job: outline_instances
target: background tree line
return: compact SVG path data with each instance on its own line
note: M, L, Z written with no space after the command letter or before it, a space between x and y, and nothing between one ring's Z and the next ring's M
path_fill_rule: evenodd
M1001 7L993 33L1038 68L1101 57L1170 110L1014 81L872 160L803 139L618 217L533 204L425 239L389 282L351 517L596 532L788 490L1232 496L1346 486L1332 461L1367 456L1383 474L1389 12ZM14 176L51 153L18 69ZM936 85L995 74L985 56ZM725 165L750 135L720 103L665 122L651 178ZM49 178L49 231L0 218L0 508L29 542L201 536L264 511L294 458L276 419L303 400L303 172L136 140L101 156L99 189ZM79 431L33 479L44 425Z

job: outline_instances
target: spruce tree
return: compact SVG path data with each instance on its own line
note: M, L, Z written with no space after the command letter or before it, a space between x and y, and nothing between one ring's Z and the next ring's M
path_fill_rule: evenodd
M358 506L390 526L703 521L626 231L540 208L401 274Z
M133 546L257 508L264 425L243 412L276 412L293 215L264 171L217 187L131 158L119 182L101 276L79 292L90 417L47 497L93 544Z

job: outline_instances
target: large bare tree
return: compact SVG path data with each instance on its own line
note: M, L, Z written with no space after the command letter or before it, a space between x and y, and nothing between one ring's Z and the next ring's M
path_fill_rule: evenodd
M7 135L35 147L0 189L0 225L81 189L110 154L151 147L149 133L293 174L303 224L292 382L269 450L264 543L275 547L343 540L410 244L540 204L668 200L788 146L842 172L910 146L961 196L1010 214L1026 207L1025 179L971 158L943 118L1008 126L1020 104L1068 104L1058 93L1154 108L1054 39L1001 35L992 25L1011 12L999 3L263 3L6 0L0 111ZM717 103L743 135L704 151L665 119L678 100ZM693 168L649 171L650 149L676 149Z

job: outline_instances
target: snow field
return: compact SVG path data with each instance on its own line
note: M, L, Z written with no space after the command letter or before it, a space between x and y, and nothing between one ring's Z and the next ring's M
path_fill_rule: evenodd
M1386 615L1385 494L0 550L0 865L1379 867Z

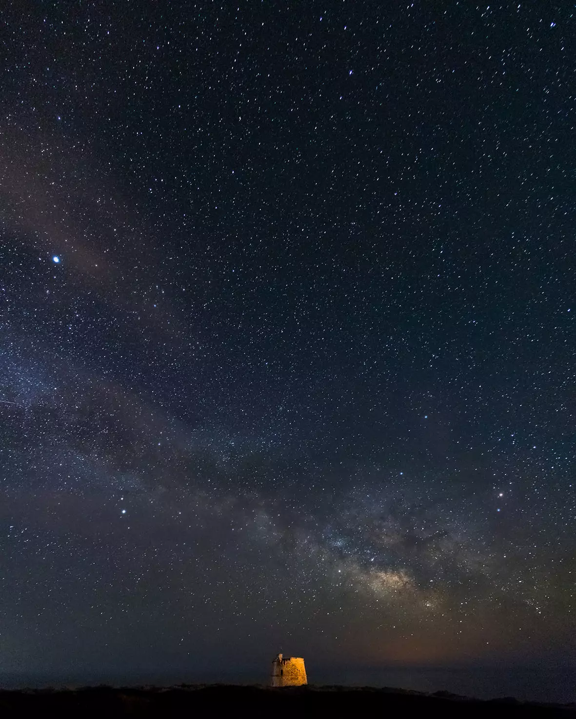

⁂

_Directions_
Return every one of the lines above verbatim, with no picture placeholders in the output.

_Solution for this problem_
job: outline_instances
target: background tree line
return: compact SVG path data with each instance on its own line
note: M, L, Z written with no space after the command letter or before it, a space between x and y, and nothing between one ring's Z and the next ring's M
path_fill_rule: evenodd
M1001 7L993 33L1038 68L1101 57L1170 110L1014 81L872 160L803 139L618 217L533 204L425 239L389 282L351 517L596 532L788 490L1232 496L1346 486L1332 461L1367 456L1383 474L1389 12ZM14 176L51 153L18 69ZM936 85L995 74L985 56ZM725 165L750 135L720 103L665 122L651 178ZM49 178L49 231L0 218L0 508L29 542L201 536L264 511L294 458L276 419L303 400L303 172L136 140L101 156L99 189ZM79 431L33 479L44 425Z

job: outline_instances
target: spruce tree
return: compact SVG path data with each instance on its own line
note: M, L, Z written with no space after the command letter or before it, a space between x and y, and nothing between one ring's Z and the next ring's M
path_fill_rule: evenodd
M358 506L390 526L703 521L626 231L540 208L401 274Z
M133 546L257 508L264 425L243 412L276 412L293 215L264 171L217 187L131 158L119 182L101 276L79 292L90 417L47 497L93 544Z

job: outline_instances
target: large bare tree
return: compact SVG path data with each instance on its own line
note: M, L, Z written with no space after the command letter or before it, a space between x and y, and nothing between one ring's Z and the next ring's M
path_fill_rule: evenodd
M7 135L35 147L0 189L0 225L81 189L110 154L151 147L149 133L293 174L303 224L292 382L269 450L264 543L275 547L343 540L410 244L540 204L668 200L788 146L842 172L910 146L961 196L1010 214L1026 207L1025 179L971 158L943 118L1008 126L1020 104L1068 104L1058 93L1154 108L1054 39L1001 35L992 25L1011 12L999 3L263 3L6 0L0 111ZM717 103L743 135L704 151L665 119L678 100ZM693 168L649 171L650 149L676 149Z

job: outline_instances
target: snow field
return: compact SVG path data with each instance on its own line
note: M, L, Z written with no space after the command letter or before it, a space between x and y, and nothing between one ring's Z and the next ring's M
path_fill_rule: evenodd
M1386 615L1385 494L0 550L0 865L1379 867Z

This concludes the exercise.